Romantik ilişkilerimiz herhangi birine duyduğumuz tutku, aşk, sevgi gibi olumlu pek çok duyguyu bir arada içerir. Her zaman cinsel bir çekim hissedilmesi gerekmeksizin cinsellik faktörü ve cinsel çekimi de içine alan fiziksel yakınlık isteği, romantik ilişkileri diğer yakın ilişki türlerinden ayıran en önemli farklılıklardan biridir. Romantik ilişkilenme türünün bir boyutu olan platonik aşkta fiziksel bir yakınlık ya da cinsel çekim duyulmaksızın aşk, sevgi ve tutku gibi duygular deneyimlenir. Ancak burada bahsettiğimiz ‘platonik aşk’, birini karşılıksız sevmeyi ifade etmiyor. Bahsetmiş olduğumuz platonik aşk, romantik ilişkinin cinsellik dışında kalan ‘duygusal, ruhsal, tinsel’ boyutu ve aslında romantik ilişki yaşayan herkes birbirine karşı platonik duygular besliyor. Diğer taraftan, sadece cinselliğin ve fiziksel çekimin olduğu, platonik aşk kategorisine giren tutku, sevgi, aşk gibi duyguların deneyimlenmediği romantik ilişki türleri de bulunabiliyor. Romantik ilişkilerin çoğunluğunda yoğun duyguları içeren platonik aşk ve cinsel çekim bir arada bulunsa da, bazen her iki boyut da tek başına deneyimlenebiliyor.

Görevin amacı: Yukarıdaki romantik ilişkiler ve platonik aşk konulu metni son cümlesinin ardından devam ettirin.

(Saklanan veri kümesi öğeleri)
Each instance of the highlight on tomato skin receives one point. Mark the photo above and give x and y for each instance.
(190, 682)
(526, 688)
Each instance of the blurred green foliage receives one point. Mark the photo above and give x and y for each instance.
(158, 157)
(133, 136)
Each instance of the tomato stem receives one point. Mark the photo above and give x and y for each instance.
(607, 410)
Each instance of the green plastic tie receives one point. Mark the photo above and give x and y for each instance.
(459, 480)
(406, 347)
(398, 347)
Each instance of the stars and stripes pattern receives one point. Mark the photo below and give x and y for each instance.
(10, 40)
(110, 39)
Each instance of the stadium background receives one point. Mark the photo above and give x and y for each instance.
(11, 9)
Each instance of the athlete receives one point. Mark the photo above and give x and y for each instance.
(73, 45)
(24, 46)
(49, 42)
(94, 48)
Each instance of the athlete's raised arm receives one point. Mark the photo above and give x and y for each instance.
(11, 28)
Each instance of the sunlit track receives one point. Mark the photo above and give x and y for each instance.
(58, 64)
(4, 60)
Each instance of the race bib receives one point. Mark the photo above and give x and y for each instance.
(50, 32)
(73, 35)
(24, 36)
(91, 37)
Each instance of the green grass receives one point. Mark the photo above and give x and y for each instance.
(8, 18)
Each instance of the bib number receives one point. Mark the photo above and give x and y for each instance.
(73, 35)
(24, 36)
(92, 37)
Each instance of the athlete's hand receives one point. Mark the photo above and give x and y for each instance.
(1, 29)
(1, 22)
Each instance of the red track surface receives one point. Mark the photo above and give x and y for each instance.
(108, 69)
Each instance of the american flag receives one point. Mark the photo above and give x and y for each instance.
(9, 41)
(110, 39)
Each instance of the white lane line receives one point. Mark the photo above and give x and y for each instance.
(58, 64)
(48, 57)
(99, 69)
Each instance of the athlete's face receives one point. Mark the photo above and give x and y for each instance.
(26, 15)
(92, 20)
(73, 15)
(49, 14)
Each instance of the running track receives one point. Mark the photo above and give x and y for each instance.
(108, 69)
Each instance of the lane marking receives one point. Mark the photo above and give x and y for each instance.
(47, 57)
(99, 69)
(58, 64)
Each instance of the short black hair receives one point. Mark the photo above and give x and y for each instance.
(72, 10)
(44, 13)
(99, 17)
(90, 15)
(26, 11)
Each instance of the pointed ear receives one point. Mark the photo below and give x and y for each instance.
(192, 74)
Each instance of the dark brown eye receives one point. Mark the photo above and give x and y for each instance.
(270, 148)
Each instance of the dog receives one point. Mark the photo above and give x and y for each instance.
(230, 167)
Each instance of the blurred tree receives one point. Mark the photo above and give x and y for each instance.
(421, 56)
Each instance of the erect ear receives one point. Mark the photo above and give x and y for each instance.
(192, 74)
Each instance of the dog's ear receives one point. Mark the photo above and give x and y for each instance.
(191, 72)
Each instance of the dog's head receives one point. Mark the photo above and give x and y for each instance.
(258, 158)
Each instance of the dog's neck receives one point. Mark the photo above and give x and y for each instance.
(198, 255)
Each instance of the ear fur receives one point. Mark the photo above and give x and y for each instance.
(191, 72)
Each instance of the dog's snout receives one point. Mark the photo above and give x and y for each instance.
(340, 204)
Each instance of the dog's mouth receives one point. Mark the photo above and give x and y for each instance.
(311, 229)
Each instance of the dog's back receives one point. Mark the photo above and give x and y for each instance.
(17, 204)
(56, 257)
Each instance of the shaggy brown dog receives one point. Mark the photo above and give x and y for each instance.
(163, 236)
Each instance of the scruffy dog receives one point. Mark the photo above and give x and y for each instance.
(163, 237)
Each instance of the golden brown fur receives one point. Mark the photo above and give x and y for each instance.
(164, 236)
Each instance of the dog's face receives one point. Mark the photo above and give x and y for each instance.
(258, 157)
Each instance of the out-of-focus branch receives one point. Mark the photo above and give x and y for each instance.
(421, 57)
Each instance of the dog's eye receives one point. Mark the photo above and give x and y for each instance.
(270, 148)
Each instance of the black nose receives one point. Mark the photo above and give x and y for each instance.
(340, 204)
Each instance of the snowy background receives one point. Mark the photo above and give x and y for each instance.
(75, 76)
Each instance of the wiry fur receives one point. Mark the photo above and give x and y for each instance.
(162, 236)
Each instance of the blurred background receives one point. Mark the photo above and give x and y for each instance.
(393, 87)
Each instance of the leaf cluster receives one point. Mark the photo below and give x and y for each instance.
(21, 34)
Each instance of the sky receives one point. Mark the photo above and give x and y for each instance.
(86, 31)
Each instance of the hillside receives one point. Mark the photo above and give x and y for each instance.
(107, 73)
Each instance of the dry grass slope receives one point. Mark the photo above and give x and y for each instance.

Alıştırma yanıtı:
Arkadaşlık ilişkileri

Arkadaşlık ilişkisinde de romantik ilişkide olan sevgi ve şefkat gibi pek çok duygu deneyimlenebilse de, bu duyguların romantik ilişkide olduğumuz kişideki yansımalarıyla arkadaşlık ilişkilerimizdeki yansımaları birbirinden oldukça farklı. Arkadaşlık ilişkisinde sevgi ve şefkat duyguları tıpkı romantik ilişkilerde olduğu gibi birinin sizin için önemli olduğunu, onun ihtiyaçlarına karşı duyarlı olduğunuzu gösterir. Ancak deneyimlenen duyguların yoğunluğunda belirli bir sınır gözetilir. Öpme, sarılma, tokalaşma gibi fiziksel temas ve yakınlık davranışları olsa da, fiziksel yakınlığın bir sınırı vardır ve iki tarafta da cinsel herhangi bir çekim gözlenmez. Duygular romantik ilişkide olduğu kadar yoğun ve çeşitli değildir. Cinsel herhangi bir çekim söz konusu değildir.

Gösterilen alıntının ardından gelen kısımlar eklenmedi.